___ Texto extraído
Quizá nuestros pecados no sean grandes deslices, más bien son cosas a las que estamos tan habituados como: La poca paciencia, el orgullo, la soberbia, el menosprecio, el prejuicio, la falta de respeto o el rencor. Pero, no por ello carecen de gravedad.

El arrepentimiento no es tanto una confesión esporádica como una actitud humilde constante en la que no sólo reconocemos nuestro pecado y nuestra maldad, también manifestamos nuestro rechazo y nuestro decidido empeño a abandonarlos. El arrepentimiento es como el aseo. Uno no queda limpio por ducharse una sola vez. Para permanecer aseado, hay que arrepentirse con frecuencia.

Una vez hemos cesado de hacer el mal ya estamos en disposición de aprender a hacer el bien, a buscar la justicia, a reprender al opresor, y a defender al necesitado, abogar al indefenso, y sobre todo, a perdonar a los demás.

La remisión de pecado no es un mero trámite administrativo. La ofensa es en primer lugar a Dios. El agravio producido tendrá consecuencias impredecibles. El pecado siempre es un asunto serio y grave. Pero hay solución, y la solución no es una simple estampa de sangre sobre nuestro pasaporte espiritual. “Venid ahora y razonemos – dice el Señor”. Para que la sangre que fluye del Calvario alcance nuestro corazón, primeramente, debemos tener una buena conversación con Él. La fe verdadera es en primer lugar razonada. Son muchas las cosas que han de salir a la luz. La intención no es obtener un certificado, sino transformar nuestras vidas, aunque para ello debamos derramar alguna lágrima.
______
___ Datos extraídos
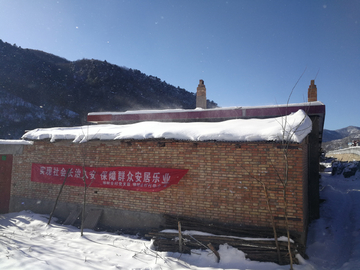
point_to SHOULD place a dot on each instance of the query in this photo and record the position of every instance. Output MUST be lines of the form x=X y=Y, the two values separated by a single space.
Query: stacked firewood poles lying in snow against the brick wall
x=263 y=250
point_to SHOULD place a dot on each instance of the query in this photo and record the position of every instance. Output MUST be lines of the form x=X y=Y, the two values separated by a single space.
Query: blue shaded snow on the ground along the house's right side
x=334 y=239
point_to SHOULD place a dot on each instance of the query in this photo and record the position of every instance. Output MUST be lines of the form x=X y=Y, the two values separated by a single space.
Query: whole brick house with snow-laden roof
x=219 y=185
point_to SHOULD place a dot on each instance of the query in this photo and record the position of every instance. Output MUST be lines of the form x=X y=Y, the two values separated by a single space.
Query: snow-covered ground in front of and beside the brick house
x=27 y=242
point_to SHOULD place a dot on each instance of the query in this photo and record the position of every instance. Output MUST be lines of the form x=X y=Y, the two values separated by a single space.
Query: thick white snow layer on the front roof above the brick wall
x=294 y=127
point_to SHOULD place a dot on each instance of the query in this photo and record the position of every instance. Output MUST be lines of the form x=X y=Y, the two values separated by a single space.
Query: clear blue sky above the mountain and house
x=248 y=53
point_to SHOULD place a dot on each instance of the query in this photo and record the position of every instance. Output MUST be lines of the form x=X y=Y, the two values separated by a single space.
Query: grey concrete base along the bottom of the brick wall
x=116 y=219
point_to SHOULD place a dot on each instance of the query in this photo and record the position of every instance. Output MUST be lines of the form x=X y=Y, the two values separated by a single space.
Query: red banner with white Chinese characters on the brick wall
x=130 y=178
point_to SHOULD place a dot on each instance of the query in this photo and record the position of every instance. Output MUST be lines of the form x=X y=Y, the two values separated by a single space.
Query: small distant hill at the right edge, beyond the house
x=338 y=139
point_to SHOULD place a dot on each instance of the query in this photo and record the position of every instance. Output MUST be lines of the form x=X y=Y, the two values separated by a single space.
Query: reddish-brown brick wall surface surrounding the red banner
x=221 y=183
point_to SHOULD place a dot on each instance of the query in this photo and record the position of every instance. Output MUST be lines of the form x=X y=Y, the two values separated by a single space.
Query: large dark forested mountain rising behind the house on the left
x=38 y=89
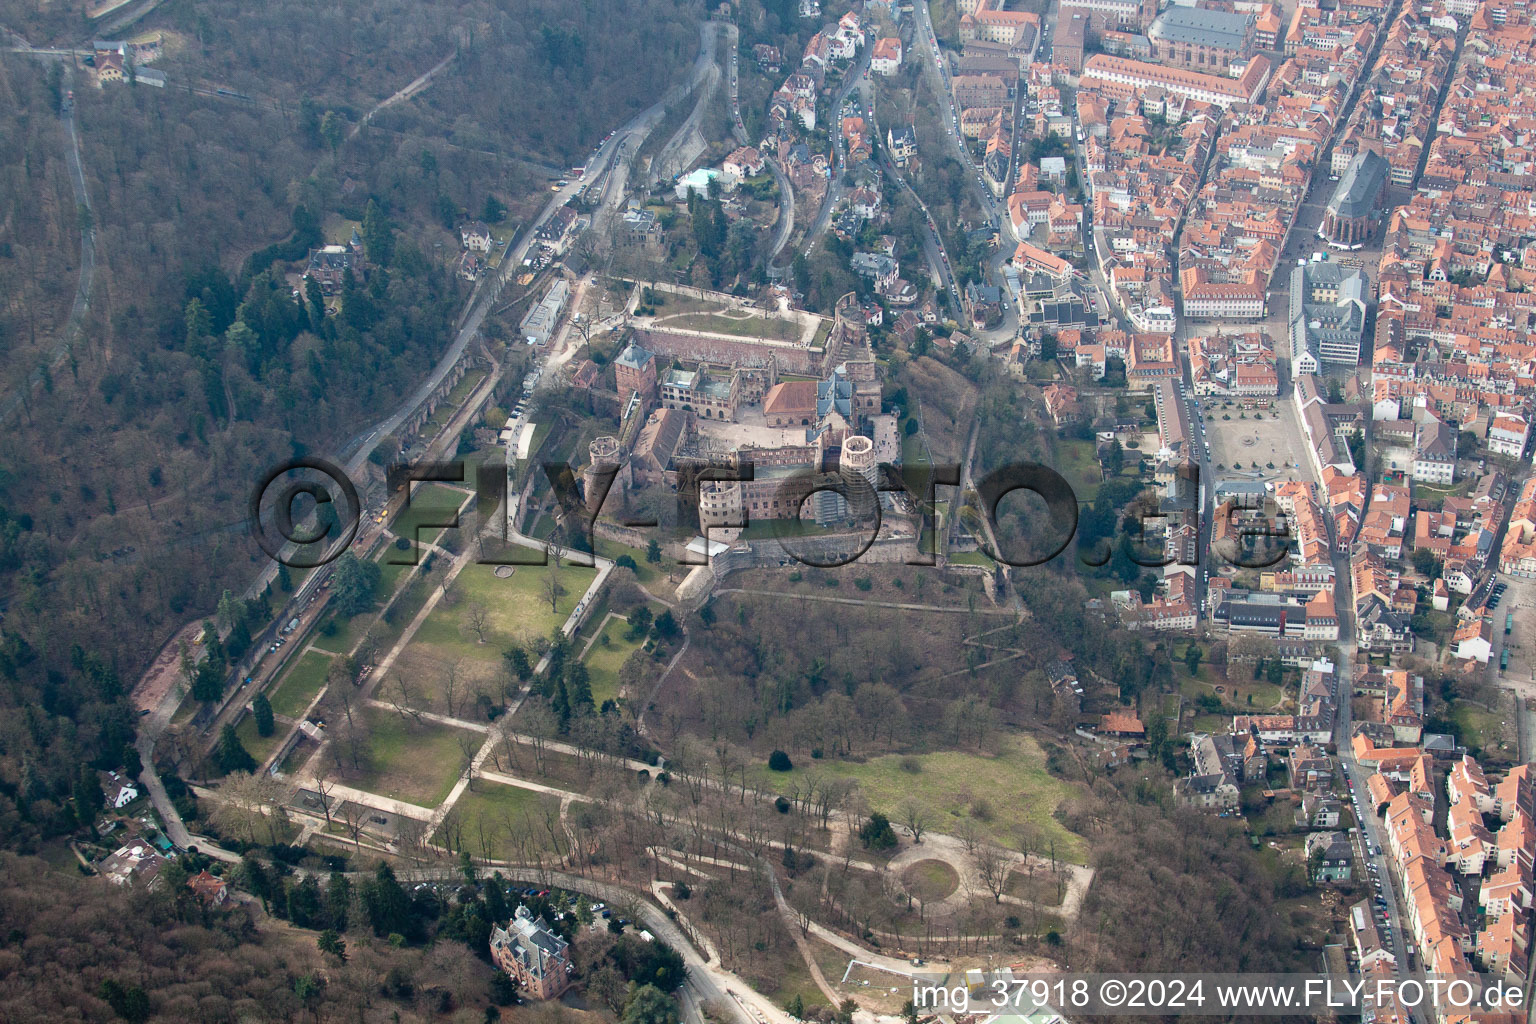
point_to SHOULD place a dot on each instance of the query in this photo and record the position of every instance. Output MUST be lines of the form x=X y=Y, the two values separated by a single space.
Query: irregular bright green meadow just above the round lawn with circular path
x=1016 y=787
______
#### [Lo que se pide]
Cita literalmente el pasaje del texto sobre el arrepentimiento que arranca en las palabras "El arrepentimiento no" y concluye después de "arrepentirse con frecuencia.".

#### [Respuesta escrita]
El arrepentimiento no es tanto una confesión esporádica como una actitud humilde constante en la que no sólo reconocemos nuestro pecado y nuestra maldad, también manifestamos nuestro rechazo y nuestro decidido empeño a abandonarlos. El arrepentimiento es como el aseo. Uno no queda limpio por ducharse una sola vez. Para permanecer aseado, hay que arrepentirse con frecuencia.